"""
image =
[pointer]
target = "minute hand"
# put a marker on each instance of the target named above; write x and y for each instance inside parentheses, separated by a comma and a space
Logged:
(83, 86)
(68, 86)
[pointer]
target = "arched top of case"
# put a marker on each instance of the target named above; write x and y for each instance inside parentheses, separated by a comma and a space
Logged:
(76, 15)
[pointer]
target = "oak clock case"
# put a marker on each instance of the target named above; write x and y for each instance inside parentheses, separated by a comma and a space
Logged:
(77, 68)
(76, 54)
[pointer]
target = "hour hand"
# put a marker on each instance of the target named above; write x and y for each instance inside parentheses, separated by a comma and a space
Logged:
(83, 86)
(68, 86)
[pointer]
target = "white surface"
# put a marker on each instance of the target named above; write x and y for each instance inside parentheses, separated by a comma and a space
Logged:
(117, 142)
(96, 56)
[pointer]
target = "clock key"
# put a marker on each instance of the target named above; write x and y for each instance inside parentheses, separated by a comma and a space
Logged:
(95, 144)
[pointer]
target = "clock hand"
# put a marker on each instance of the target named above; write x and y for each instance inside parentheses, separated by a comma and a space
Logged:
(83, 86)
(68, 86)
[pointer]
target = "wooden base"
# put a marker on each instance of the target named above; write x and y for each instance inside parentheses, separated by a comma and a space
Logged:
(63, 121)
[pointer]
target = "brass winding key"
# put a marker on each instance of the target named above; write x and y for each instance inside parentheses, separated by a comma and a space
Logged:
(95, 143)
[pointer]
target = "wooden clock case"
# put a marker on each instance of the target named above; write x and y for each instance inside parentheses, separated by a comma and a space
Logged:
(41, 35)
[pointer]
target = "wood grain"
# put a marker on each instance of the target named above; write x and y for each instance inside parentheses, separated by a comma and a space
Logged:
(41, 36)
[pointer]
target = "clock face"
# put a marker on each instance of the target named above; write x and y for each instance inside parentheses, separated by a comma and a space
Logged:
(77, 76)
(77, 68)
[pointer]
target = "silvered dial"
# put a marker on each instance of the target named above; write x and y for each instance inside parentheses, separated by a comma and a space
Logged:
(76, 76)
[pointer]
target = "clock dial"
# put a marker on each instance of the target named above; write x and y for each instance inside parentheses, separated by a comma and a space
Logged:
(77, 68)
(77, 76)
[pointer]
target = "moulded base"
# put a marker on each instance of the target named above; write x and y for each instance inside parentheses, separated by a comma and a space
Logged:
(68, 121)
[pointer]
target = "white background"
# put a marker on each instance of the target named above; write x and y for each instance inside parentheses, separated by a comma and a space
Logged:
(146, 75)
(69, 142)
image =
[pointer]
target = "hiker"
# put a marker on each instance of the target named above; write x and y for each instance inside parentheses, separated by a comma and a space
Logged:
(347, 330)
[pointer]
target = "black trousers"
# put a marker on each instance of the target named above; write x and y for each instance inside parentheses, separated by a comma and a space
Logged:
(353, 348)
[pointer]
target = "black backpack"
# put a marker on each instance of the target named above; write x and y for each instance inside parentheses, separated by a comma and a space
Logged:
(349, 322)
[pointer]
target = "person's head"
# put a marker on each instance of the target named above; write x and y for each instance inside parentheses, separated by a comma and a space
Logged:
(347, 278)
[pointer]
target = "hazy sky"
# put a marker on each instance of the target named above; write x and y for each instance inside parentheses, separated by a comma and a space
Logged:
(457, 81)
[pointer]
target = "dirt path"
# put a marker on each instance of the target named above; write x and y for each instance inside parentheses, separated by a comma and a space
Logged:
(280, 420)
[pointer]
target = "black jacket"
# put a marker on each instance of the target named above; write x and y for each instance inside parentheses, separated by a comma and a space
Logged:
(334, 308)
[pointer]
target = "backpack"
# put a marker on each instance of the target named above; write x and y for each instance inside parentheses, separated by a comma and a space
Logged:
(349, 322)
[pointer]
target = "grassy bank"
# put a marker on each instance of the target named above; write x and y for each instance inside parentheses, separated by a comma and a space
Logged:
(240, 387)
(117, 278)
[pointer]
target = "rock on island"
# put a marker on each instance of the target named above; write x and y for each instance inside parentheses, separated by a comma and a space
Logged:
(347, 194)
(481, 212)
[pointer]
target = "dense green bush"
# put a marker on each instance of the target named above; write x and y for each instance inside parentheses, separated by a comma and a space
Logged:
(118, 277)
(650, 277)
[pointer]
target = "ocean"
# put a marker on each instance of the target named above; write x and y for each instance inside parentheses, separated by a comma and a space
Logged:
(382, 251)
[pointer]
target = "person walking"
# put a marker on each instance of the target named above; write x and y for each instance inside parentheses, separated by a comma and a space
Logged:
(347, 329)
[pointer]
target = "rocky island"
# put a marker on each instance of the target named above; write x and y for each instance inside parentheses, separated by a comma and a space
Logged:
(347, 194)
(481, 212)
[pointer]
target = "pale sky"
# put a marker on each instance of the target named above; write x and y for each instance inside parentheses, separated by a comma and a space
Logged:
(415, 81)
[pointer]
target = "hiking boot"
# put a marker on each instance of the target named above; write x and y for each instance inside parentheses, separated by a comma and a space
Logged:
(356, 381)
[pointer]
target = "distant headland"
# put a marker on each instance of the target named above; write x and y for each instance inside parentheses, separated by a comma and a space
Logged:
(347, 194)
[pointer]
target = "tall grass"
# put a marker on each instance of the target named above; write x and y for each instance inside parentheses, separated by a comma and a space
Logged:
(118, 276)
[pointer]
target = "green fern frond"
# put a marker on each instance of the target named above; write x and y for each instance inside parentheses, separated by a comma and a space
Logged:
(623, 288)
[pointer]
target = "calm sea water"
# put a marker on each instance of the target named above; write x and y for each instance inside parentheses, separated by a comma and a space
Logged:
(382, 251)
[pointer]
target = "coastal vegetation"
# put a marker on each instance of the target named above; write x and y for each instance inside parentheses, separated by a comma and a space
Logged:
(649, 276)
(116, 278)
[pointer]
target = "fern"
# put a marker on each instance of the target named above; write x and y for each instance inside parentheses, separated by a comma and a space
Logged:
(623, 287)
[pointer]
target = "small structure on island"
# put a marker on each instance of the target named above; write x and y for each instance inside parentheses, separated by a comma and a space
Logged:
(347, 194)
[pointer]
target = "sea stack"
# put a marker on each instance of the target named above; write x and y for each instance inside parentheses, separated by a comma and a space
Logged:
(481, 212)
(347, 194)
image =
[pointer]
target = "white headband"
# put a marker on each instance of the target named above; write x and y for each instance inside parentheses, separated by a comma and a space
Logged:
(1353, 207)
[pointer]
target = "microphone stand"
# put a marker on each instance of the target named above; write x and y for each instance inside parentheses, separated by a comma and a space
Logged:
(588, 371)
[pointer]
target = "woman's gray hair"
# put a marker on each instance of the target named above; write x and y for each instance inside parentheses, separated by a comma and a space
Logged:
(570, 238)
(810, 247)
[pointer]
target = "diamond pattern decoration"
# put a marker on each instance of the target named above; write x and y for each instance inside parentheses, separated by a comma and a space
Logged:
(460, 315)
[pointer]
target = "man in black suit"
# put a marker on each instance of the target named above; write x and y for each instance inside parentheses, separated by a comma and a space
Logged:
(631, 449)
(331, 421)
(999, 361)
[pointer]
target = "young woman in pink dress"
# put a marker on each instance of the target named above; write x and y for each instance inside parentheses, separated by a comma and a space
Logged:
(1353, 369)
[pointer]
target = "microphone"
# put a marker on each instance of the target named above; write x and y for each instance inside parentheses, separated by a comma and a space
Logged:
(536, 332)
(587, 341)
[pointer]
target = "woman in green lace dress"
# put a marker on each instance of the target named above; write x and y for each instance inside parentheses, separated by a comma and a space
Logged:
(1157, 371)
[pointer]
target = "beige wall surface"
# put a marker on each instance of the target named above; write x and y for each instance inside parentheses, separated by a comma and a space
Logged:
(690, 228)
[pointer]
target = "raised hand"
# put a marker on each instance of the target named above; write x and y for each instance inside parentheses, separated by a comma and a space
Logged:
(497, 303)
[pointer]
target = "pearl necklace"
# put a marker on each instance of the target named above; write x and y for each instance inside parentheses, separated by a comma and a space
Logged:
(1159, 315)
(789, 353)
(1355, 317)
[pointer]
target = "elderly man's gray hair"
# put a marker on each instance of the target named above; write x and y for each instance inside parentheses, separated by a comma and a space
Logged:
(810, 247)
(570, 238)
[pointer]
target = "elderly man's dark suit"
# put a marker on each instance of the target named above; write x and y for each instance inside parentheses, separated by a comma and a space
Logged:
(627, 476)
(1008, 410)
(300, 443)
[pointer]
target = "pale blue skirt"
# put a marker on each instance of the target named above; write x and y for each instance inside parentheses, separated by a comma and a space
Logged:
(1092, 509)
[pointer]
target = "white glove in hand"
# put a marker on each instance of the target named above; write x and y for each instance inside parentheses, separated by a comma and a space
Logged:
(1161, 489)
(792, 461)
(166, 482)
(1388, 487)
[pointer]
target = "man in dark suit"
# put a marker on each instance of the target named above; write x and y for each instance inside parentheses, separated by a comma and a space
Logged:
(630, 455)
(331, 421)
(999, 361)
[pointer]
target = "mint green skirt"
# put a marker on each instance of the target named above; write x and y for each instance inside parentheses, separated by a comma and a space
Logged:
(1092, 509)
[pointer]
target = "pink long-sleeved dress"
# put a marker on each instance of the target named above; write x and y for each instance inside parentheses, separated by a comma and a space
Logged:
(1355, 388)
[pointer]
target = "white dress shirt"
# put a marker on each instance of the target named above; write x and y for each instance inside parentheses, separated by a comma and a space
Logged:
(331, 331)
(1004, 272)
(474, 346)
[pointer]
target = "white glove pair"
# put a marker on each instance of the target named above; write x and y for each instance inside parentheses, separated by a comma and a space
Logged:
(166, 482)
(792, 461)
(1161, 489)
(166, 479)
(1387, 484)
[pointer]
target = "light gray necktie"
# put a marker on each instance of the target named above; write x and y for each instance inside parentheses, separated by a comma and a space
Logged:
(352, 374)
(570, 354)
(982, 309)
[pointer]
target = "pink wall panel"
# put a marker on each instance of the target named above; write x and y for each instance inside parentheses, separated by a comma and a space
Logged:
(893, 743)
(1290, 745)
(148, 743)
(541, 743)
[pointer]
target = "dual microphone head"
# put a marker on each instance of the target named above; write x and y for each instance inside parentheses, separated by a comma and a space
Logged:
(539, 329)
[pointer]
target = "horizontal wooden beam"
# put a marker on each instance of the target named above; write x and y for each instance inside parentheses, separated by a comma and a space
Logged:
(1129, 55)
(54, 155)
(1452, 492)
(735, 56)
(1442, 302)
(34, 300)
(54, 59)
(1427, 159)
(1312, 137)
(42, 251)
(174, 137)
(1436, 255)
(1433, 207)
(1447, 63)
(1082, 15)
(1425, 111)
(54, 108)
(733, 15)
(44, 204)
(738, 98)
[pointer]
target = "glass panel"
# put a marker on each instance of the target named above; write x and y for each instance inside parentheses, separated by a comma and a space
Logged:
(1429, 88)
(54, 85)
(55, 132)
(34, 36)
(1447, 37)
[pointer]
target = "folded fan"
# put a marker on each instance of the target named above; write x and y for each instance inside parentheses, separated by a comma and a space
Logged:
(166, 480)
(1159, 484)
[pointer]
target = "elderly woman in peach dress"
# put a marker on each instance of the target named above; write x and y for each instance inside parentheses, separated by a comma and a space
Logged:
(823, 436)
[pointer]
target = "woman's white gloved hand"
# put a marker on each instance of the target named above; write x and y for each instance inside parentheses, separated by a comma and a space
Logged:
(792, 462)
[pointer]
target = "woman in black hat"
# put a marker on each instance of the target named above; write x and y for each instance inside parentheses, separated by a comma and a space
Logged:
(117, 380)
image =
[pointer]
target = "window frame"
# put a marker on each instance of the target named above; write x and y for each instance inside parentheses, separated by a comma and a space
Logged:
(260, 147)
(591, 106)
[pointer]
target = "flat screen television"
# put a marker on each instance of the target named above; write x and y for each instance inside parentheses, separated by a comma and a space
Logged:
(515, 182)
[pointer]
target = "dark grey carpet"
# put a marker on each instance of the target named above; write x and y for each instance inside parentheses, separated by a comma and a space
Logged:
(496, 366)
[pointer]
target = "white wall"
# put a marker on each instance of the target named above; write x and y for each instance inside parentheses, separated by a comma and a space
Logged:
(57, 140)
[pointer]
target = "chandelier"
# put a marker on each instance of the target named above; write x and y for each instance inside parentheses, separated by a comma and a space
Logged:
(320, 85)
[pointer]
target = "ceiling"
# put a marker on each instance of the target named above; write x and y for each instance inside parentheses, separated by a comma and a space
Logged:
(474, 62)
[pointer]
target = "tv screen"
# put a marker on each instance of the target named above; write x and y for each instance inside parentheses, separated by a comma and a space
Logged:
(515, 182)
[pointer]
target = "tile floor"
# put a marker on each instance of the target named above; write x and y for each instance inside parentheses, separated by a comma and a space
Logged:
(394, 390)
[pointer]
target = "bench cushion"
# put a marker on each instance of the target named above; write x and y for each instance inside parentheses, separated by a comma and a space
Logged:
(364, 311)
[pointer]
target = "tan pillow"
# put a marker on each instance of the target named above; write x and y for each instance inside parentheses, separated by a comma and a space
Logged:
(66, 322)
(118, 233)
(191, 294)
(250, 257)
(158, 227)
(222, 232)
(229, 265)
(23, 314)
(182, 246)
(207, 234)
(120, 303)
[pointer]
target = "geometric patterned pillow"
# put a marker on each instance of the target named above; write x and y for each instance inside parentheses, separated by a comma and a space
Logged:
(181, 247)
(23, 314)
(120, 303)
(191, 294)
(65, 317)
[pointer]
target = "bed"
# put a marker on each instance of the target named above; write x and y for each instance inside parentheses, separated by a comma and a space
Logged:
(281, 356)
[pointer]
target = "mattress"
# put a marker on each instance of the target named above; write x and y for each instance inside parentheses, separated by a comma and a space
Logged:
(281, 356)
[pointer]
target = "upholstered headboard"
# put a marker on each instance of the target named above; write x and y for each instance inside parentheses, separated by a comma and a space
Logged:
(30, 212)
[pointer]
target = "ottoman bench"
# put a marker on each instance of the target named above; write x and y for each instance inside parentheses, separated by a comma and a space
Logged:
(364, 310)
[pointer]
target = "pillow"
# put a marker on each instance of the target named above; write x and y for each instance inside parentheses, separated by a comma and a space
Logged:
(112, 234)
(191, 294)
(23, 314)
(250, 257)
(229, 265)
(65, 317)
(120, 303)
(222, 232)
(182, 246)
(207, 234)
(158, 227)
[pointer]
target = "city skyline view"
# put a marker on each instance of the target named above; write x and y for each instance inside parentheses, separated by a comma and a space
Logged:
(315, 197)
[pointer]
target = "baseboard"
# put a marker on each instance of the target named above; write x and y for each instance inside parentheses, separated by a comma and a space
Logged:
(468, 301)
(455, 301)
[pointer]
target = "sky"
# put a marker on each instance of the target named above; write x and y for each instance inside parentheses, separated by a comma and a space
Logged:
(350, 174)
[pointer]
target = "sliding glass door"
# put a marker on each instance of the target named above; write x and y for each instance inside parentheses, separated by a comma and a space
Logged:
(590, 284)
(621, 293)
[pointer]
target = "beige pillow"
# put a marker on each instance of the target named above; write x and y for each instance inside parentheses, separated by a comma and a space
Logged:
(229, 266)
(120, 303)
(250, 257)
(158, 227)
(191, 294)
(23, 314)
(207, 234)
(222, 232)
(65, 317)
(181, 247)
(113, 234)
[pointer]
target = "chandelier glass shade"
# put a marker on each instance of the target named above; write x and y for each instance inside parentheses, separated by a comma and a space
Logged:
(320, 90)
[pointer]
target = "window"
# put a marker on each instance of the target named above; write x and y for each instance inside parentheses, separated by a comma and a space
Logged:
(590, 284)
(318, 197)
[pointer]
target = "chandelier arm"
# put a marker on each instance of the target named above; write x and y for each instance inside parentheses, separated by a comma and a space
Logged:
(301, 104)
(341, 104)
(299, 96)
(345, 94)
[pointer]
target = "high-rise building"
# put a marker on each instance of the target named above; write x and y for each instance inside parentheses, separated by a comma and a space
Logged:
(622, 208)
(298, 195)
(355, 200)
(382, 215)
"""
> _TASK PROMPT_: Scan the listing above, and wherever a line holds the word "surface", copy it.

> _SOLUTION FOR THIS TASK_:
target = "white surface"
target = "beige wall surface"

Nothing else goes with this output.